(Records from a data source)
════

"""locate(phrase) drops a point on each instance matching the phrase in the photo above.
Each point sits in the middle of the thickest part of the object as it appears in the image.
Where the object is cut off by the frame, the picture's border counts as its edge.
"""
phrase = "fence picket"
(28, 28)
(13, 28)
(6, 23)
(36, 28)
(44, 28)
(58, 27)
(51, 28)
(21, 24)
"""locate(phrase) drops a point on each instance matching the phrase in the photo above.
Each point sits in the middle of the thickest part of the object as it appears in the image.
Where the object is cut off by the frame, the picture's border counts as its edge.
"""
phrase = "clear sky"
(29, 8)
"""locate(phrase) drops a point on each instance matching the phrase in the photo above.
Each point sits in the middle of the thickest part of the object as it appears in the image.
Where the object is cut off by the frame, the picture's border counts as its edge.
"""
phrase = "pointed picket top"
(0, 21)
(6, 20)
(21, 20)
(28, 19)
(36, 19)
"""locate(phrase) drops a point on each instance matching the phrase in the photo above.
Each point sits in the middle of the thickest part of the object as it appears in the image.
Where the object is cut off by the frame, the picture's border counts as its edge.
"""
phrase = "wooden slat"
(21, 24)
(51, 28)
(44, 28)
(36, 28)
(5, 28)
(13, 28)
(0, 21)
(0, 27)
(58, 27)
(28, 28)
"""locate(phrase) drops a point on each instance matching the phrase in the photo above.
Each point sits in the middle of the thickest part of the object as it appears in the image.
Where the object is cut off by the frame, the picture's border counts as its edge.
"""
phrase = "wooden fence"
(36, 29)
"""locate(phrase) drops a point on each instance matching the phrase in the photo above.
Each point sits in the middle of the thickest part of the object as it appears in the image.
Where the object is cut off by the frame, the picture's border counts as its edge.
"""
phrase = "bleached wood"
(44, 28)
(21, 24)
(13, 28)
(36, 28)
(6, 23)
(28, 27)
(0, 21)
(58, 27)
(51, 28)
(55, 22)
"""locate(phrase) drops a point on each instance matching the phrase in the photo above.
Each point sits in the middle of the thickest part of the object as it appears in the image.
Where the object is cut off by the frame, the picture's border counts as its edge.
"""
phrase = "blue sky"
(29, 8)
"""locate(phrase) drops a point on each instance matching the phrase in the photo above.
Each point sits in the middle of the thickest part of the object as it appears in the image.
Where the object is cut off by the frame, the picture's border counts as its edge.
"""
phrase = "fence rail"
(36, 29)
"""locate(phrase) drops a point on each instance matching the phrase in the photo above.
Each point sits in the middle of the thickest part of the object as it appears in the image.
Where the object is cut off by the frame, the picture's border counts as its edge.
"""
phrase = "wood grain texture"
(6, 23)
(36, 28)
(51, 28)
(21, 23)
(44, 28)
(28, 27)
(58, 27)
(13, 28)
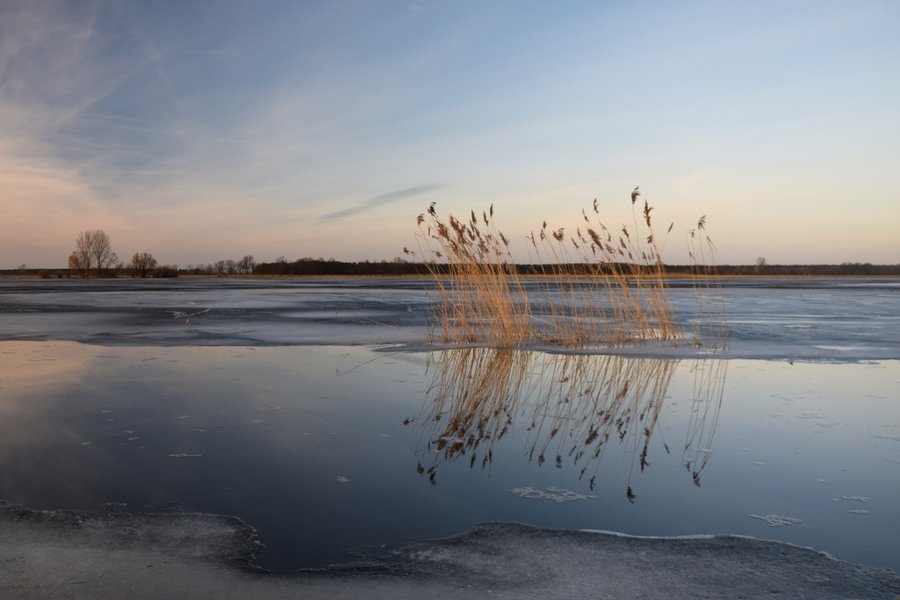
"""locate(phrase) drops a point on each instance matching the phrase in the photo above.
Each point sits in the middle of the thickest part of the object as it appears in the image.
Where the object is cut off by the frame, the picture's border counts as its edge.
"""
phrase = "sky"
(204, 130)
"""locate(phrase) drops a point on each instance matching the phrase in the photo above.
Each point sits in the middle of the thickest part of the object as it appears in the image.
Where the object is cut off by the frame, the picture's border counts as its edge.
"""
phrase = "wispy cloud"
(375, 202)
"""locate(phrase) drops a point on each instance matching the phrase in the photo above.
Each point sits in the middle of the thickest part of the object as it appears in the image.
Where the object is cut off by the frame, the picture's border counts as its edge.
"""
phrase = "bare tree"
(92, 251)
(142, 263)
(246, 264)
(80, 263)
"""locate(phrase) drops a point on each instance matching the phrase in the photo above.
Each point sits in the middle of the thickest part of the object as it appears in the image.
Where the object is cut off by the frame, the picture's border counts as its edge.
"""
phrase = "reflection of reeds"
(706, 400)
(599, 285)
(575, 406)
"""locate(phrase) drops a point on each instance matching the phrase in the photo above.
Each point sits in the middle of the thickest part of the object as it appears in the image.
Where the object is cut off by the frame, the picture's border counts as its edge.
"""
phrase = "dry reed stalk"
(481, 296)
(709, 324)
(597, 288)
(575, 405)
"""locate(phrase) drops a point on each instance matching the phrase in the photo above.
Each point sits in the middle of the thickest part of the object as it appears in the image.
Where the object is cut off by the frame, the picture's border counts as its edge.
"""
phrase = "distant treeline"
(398, 267)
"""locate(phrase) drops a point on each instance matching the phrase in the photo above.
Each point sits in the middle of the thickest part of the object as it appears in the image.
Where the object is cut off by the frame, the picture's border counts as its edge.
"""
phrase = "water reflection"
(573, 407)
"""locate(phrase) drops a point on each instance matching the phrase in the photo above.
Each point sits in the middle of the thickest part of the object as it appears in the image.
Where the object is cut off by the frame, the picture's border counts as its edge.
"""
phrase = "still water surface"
(326, 448)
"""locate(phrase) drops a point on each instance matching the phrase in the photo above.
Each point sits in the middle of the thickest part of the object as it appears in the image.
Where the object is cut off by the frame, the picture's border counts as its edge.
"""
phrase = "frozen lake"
(315, 411)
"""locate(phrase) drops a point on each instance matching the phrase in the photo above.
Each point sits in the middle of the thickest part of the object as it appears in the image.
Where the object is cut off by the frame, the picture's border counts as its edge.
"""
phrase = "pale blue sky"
(206, 130)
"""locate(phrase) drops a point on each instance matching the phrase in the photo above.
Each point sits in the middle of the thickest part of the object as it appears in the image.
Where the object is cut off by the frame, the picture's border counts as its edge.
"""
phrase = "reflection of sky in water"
(309, 444)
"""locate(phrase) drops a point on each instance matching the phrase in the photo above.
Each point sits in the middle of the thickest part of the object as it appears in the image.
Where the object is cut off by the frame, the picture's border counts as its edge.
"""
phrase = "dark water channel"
(328, 448)
(315, 411)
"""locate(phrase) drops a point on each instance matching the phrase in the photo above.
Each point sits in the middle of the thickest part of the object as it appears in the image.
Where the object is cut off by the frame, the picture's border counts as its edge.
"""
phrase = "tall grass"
(600, 285)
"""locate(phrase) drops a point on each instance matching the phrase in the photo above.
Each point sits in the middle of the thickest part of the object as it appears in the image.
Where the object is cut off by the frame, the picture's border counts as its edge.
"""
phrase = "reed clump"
(575, 407)
(599, 285)
(480, 293)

════

Output the records above character for character, but leave each image out.

EXPECTED OUTPUT ->
"""locate(phrase) drops a point on each instance matching the phrase in the photo above.
Each point sits in the middle of the thickest part of the object as it appears in the image.
Where the object is cut off by the frame, the picture's border counts as its edge.
"""
phrase = "fence picket"
(28, 28)
(13, 28)
(6, 23)
(36, 28)
(44, 28)
(58, 27)
(51, 28)
(21, 24)
"""locate(phrase) drops a point on each instance matching the phrase in the photo above.
Each point sits in the middle of the thickest part of the object as it appears in the image.
Where the object is cut off by the frame, the picture's border counts as its edge.
"""
phrase = "clear sky"
(29, 8)
"""locate(phrase) drops a point on each instance matching the phrase in the photo above.
Each point sits in the middle of the thickest part of the object as it appears in the image.
Where the object is cut off by the frame, the picture's border counts as its edge.
"""
phrase = "pointed picket top"
(0, 21)
(6, 20)
(21, 20)
(28, 19)
(36, 19)
"""locate(phrase) drops a point on each instance matching the phrase in the photo above.
Each point sits in the middle of the thickest part of the object as it appears in the image.
Where the object is cut off by the frame, the picture's border counts as its edge.
"""
phrase = "wooden slat"
(21, 24)
(51, 28)
(44, 28)
(36, 28)
(5, 28)
(13, 28)
(0, 21)
(0, 27)
(58, 27)
(28, 28)
"""locate(phrase) drops a point on each instance matching the phrase in the photo above.
Each point sits in the middle of the thickest part of the object as it appears in the image.
Where the object is cut off by the frame, the picture's border counts as its edge.
"""
phrase = "wooden fence"
(36, 29)
"""locate(phrase) drops a point on each instance matching the phrase in the photo above.
Each point sits in the middle of the thickest part of the object as it appears in the image.
Where the object is cut off by the frame, the picture's border counts as its edge.
"""
phrase = "bleached wood"
(44, 28)
(21, 24)
(13, 28)
(36, 28)
(6, 23)
(28, 27)
(0, 21)
(58, 27)
(51, 28)
(55, 22)
"""locate(phrase) drops a point on each instance matching the phrase in the photo above.
Each point sits in the middle of the thickest part of the object as it appears in the image.
Where the object is cut off by the frame, the picture's border counts as its edge.
"""
phrase = "blue sky"
(29, 8)
"""locate(phrase) drops a point on each instance matching the phrase in the photo above.
Each point sits in the middle of the thickest part of the object as it appears in the image.
Where the object is cut off by the frame, the picture's border counts as its edge.
"""
phrase = "fence rail"
(36, 29)
"""locate(phrase) drops a point on each instance matching the phrase in the photo above.
Each point sits in the middle of the thickest part of the object as it appears in the image.
Where the object is cut off by the frame, the picture's border counts as its edge.
"""
phrase = "wood grain texture"
(6, 23)
(36, 28)
(51, 28)
(21, 23)
(44, 28)
(28, 27)
(58, 27)
(13, 28)
"""locate(phrase) drops a point on each instance matching the phrase in the photo above.
Each point sits in the middle of the thickest part of the object as it appears in the image.
Where the object is cut off by the frame, the picture's border counts as its edge.
"""
phrase = "sky"
(204, 130)
"""locate(phrase) drops a point on each instance matching the phrase in the photo above.
Each point sits in the middle of the thickest part of the object as it appears in the image.
Where the object is cut off by the frame, the picture's border counts as its edge.
"""
phrase = "wispy cloud"
(375, 202)
"""locate(phrase) drops a point on each instance matching the phrase in the photo above.
Each point sits in the middle of the thickest part of the object as it appears in the image.
Where the object is cut off by the frame, the picture's border counts as its edge.
"""
phrase = "bare tree"
(92, 251)
(142, 263)
(246, 264)
(80, 263)
"""locate(phrase) drops a point on each instance matching the phrase in the photo above.
Each point sits in the middle of the thickest part of the object as it appears in the image.
Where the object is cut off by the frame, the picture's border counts as its edge.
"""
phrase = "reflection of reeds"
(706, 400)
(599, 285)
(575, 406)
"""locate(phrase) drops a point on each instance matching the phrase in the photo above.
Each point sits in the middle of the thickest part of the object as it appears in the image.
Where the object is cut off by the frame, the picture's border counts as its edge.
"""
phrase = "dry reed stalk"
(481, 296)
(709, 324)
(597, 288)
(575, 405)
"""locate(phrase) drops a point on each instance matching the phrase in the photo above.
Each point sits in the middle of the thickest part of the object as it appears in the image.
Where the object is cut off by the frame, the picture's border counts as its edge.
"""
phrase = "distant treeline"
(398, 267)
"""locate(phrase) drops a point on each instance matching the phrase in the photo above.
Each point sits in the middle of the thickest part of the object as it appears in the image.
Where the object is cut off by the frame, the picture's border counts as its edge.
"""
phrase = "water reflection"
(573, 407)
"""locate(phrase) drops a point on each instance matching the phrase in the photo above.
Each point sits in the middle of the thickest part of the object as it appears in the image.
Where the object is cut off by the frame, the picture's border counts as its edge.
"""
phrase = "still water surface"
(326, 448)
"""locate(phrase) drops a point on each instance matching the phrase in the photo above.
Each point sits in the middle of the thickest part of the object as it appears in the image.
Where the object is cut off by the frame, the picture's border counts as its edge.
"""
phrase = "frozen lake"
(315, 411)
"""locate(phrase) drops a point on each instance matching the phrase in the photo above.
Each point sits in the middle of the thickest part of the object as it appears in the image.
Where the object is cut off by the frame, the picture's border counts as its edge.
"""
phrase = "pale blue sky"
(206, 130)
"""locate(phrase) drops a point on each instance matching the phrase in the photo above.
Each point sits in the middle of the thickest part of the object as it appears in the image.
Where the object is cut off by the frame, the picture's border counts as its edge.
"""
phrase = "reflection of sky in water"
(309, 444)
"""locate(phrase) drops a point on each instance matching the phrase in the photo above.
Each point sits in the middle of the thickest part of the object as it appears in the image.
Where the object is cut off by the frame, the picture's border counts as its edge.
"""
phrase = "dark water channel"
(328, 448)
(315, 411)
"""locate(phrase) drops a point on each instance matching the phrase in the photo above.
Each point sits in the middle of the thickest part of the object as it appears in the image.
Where the object is cut off by the frame, the picture's border counts as its edge.
"""
phrase = "tall grass"
(600, 285)
"""locate(phrase) drops a point on each instance matching the phrase in the photo above.
Each point sits in the middle of the thickest part of the object as it appears in the image.
Where the object is cut off by the frame, the picture's border counts as its edge.
"""
phrase = "reed clump"
(575, 407)
(599, 285)
(480, 293)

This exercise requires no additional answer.